━━━━━ TEXT EXCERPT ━━━━━
Ub/Ubl ligation systems have prototypes in sulfur relay pathways that use β-grasp fold Ubls as sulfur carriers to form sulfur-containing biomolecules, such as molybdenum cofactor (Moco), thiamine, and 2-thiolated tRNA (12, 13). In these pathways, an E1-like enzyme activates the C terminus of the Ubl through an adenylation reaction that resembles the first step of Ub/Ubl ligation (see, e.g., references 14 to 16). However, in contrast to Ub/Ubl ligation, the C terminus of the Ubl is converted from an adenylate to a thiocarboxylate that serves as a sulfur donor for the sulfur-containing biomolecules to be synthesized (16).
The source of sulfur for the Ubl thiocarboxylation is often a cysteine persulfide formed on a rhodanese-like domain (RHD) (17). In Moco biosynthesis, the cysteine persulfide that supplies the sulfur to the Ubl is derived from the active site of a C-terminal RHD of the E1-like MOCS3/Cnx5 in humans/plants or a stand-alone RHD (YnjE) in bacteria such as Escherichia coli (18, 19). While Saccharomyces cerevisiae Uba4 is a homolog of MOCS3/Cnx5, this model yeast does not generate Moco (20). However, the RHD of all three eukaryotic E1-like homologs (MOCS3/Cnx5/Uba4) does supply sulfur for the thiocarboxylation of the Ubl Urm1/Urm11 in the 2-thiolation of wobble uridine tRNA (15, 21); the tandem RHD TUM1 is apparently needed upstream of this reaction (22). The eukaryotic E1-fused RHD is also needed for urmylation (i.e., the Ubl ligation of Urm1 to protein targets) (23) and thus is hypothesized to be a primordial E2 module in Ubl modification (24, 25). Consistent with an association of RHDs in Ubl pathways, RHDs are also found to promote protein-protein interactions with E3 ligases, as demonstrated by the atomic-resolution docking of the RHD of the human Ub-specific protease 8 (Usp8) to the E3 ligase NFDP1 (26).
In archaea, E1-like enzymes, such as Haloferax volcanii UbaA, are central hubs that activate the Ubls for ligation to protein targets and for sulfur mobilization (8). UbaA is required for the Ubl small archaeal modifier proteins (SAMPs) to serve as protein modifiers (4, 5) and to carry sulfur to biomolecules (8). SAMP1 carries sulfur to form Moco, based on its binding to MoaE (the large subunit of molybdopterin [MPT] synthase) and its requirement for Moco-dependent dimethyl sulfoxide (DMSO) reductase activity (3, 8, 27). In contrast to SAMP1, SAMP2 binds NcsA (a Tuc1/Ncs6 tRNA 2-thiolation protein homolog) and is required (along with NcsA) for the thiolation tRNA with wobble uridine in the anticodon position [e.g., tRNALys(UUU)] (8, 28). Whether an archaeal RHD is associated with Ubl pathways remains to be determined. Like most archaeal E1s that cluster to the Ub-activating enzyme (IPR035985) superfamily, H. volcanii UbaA is not fused to an RHD. Furthermore, RHD UbaB encoded in genome synteny with UbaA is not needed for Ubl ligation or sulfur mobilization to form Moco or thiolated tRNALys(UUU) (8).
━━━━━ SUPPLIED DATA ━━━━━
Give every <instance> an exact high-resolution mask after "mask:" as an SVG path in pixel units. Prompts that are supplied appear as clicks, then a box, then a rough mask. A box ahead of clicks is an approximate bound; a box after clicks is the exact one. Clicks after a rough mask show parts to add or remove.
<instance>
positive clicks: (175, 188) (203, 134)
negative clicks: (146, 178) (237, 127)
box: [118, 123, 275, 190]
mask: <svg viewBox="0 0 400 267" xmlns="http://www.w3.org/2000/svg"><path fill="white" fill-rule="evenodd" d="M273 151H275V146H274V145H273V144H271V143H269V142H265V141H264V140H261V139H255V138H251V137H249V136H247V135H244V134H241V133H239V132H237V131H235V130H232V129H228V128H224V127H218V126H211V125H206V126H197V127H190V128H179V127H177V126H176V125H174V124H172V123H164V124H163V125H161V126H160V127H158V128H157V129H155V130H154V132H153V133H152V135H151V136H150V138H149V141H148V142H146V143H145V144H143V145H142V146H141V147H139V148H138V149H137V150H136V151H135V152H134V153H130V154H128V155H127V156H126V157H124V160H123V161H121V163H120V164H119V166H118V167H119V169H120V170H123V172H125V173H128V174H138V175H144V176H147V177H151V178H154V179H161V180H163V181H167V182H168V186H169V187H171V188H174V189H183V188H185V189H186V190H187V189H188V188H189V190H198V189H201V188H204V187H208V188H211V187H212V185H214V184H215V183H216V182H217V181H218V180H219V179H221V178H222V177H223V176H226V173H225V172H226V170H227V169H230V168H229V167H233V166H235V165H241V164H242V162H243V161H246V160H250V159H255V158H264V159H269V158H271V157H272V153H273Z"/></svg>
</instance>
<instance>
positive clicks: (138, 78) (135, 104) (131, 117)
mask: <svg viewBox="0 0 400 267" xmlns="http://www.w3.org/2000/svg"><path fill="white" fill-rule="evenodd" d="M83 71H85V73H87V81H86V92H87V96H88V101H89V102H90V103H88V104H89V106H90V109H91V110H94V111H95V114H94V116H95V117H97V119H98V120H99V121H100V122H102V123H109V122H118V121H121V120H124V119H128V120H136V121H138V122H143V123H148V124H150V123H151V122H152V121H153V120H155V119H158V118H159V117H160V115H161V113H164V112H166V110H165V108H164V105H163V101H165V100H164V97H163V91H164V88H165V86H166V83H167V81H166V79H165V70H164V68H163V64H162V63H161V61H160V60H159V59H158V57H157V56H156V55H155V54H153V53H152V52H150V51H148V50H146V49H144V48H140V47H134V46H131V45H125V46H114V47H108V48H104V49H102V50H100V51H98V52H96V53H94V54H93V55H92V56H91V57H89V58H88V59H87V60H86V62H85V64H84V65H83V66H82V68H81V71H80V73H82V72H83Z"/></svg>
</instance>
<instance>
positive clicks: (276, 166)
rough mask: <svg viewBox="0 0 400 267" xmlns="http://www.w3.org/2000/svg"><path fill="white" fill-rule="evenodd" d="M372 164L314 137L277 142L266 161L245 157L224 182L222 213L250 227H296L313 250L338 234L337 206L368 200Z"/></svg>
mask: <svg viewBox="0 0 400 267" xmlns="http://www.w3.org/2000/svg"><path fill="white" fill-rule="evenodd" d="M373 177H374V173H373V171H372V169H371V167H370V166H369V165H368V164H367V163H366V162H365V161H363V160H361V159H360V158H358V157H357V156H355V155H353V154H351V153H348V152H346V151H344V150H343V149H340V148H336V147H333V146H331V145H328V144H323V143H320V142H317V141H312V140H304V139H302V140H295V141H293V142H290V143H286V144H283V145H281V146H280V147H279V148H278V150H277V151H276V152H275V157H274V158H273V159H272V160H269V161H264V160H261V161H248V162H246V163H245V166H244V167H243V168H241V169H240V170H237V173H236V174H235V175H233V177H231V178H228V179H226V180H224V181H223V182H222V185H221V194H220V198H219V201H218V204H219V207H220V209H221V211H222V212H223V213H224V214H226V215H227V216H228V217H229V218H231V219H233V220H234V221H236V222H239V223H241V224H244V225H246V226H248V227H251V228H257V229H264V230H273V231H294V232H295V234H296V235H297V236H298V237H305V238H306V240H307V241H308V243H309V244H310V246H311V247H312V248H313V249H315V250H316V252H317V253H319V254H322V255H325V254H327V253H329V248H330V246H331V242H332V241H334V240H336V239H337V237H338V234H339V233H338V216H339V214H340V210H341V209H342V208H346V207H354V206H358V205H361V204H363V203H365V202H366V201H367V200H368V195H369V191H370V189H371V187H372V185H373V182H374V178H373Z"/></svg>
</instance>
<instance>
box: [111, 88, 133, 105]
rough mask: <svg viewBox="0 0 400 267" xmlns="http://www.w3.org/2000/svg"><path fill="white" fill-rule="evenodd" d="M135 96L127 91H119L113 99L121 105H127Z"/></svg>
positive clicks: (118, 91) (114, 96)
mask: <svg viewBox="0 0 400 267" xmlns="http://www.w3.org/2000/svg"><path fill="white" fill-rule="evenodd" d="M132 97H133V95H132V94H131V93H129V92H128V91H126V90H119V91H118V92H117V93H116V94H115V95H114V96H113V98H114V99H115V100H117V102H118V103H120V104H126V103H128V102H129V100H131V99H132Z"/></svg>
━━━━━
● REQUIRED ACTIONS
A. Rewrite the paragraph of the ubiquitin-like protein text that begins "Ub/Ubl ligation systems have prototypes" as a brief list, keeping its main facts.
B. Extend the text on archaeal ubiquitin-like protein pathways past its final sentence.
The records have nothing to do with the text on ubiquitin-like proteins.

● RESULTS BY TASK
A.
- Ub/Ubl ligation systems have prototypes in sulfur relay pathways, where β-grasp fold Ubls act as sulfur carriers.
- These pathways form sulfur-containing biomolecules such as molybdenum cofactor (Moco), thiamine, and 2-thiolated tRNA.
- An E1-like enzyme activates the Ubl C terminus by adenylation, much like the first step of Ub/Ubl ligation.
- Unlike in Ub/Ubl ligation, the C terminus is then converted from an adenylate to a thiocarboxylate, which donates sulfur for synthesizing these biomolecules.

B.
In the present study, the stand-alone RHD HVO_1947 (named UbaC) of H. volcanii was found to bind the E1 UbaA and to be required for Ubl modification and for functions associated with Ubl sulfur relay. UbaC and its conserved active-site cysteine (C64) were (i) required for DMSO respiration/reductase activity correlated with Moco biosynthesis, (ii) important for survival at elevated temperature, which is indicative of a functional wobble uridine tRNA thiolation pathway, and (iii) critical for the formation of Ubl ligation products, with marked exception of the SAMP1 conjugates induced by oxidative stress. Our results provide insight that stand-alone RHDs, such as UbaC, can serve in sulfur relay pathways and are suggested to be E2-like modules in Ubl ligation. Thus, regulation of the protein-protein interactions and/or levels of stand-alone RHDs and E1s may influence cellular Ubl systems.

RESULTS

Genome comparison of archaeal RHDs.

RHD protein fusions and stand-alone proteins are widespread in archaea but poorly understood. Of the seven RHD proteins of H. volcanii, two are tandem RHDs (HVO_0025 and HVO_0024), three are RHDs fused to a C-terminal metallo-β-lactamase domain, and two are stand-alone RHDs (UbaB and UbaC) (Fig. 1). Of these RHDs, UbaB is in genome synteny with the E1-like UbaA, suggesting that it may be associated with the Ubl systems; however, UbaB is not required for Ubl modification or sulfur mobilization to form Moco or thiolated wobble uridine tRNA, based on a previous study (8).
FIG 1
FIG 1 H. volcanii rhodanese-like domain (RHD) proteins. Gene locus tag and UniProt accession numbers are indicated on the left. Colored boxes represent the protein domains determined by InterPro protein sequence analysis and classification (http://www.ebi.ac.uk/interpro/). Conserved active-site cysteine residues of the RHDs (in red) and conserved cysteine residues and an HXHADH motif of the metallo-β-lactamase domains are indicated.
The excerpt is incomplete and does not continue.